Look through the listing for the word "below". Copy each line that has it.

■ ■ ■

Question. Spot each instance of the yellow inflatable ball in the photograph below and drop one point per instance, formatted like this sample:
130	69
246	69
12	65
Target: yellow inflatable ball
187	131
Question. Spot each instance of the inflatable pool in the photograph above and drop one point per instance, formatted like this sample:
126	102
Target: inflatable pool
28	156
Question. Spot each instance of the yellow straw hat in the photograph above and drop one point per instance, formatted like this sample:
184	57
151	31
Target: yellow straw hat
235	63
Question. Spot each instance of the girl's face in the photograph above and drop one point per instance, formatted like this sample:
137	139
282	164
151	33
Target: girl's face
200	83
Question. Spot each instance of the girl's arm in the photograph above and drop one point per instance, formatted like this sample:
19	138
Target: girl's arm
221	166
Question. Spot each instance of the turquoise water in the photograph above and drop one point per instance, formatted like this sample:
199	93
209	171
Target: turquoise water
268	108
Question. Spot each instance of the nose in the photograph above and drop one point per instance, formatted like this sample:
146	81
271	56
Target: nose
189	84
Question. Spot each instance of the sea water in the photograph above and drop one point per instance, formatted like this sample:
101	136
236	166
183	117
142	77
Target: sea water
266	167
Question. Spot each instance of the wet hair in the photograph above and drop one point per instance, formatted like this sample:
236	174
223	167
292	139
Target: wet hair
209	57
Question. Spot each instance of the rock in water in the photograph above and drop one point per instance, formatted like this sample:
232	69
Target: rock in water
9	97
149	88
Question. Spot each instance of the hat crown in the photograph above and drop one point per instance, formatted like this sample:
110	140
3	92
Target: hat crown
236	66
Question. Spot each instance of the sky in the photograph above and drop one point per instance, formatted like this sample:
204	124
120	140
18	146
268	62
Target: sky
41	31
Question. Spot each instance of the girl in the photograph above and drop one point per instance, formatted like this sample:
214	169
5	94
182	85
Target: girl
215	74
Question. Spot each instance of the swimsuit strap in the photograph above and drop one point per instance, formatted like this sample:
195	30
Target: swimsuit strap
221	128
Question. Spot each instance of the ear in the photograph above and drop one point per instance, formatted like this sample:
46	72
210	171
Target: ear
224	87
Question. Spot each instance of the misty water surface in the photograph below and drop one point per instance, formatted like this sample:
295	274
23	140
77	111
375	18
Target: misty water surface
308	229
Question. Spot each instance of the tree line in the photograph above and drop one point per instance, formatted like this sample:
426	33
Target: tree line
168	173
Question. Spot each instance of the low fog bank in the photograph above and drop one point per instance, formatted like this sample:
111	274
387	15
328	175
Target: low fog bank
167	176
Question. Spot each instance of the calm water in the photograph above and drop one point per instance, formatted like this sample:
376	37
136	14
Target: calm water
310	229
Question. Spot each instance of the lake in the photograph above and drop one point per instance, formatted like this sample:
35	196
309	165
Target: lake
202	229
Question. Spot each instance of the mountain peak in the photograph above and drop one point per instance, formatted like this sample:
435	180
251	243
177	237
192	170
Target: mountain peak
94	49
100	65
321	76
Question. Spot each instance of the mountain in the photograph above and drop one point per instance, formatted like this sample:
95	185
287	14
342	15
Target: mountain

■ ■ ■

Result of this exercise>
Question. Spot each instance of the yellow inflatable ball in the photograph below and drop one point per instance, formatted like this sample:
Question. Spot each instance of the misty water surface in the photograph below and drop one point per instance, formatted like this sample:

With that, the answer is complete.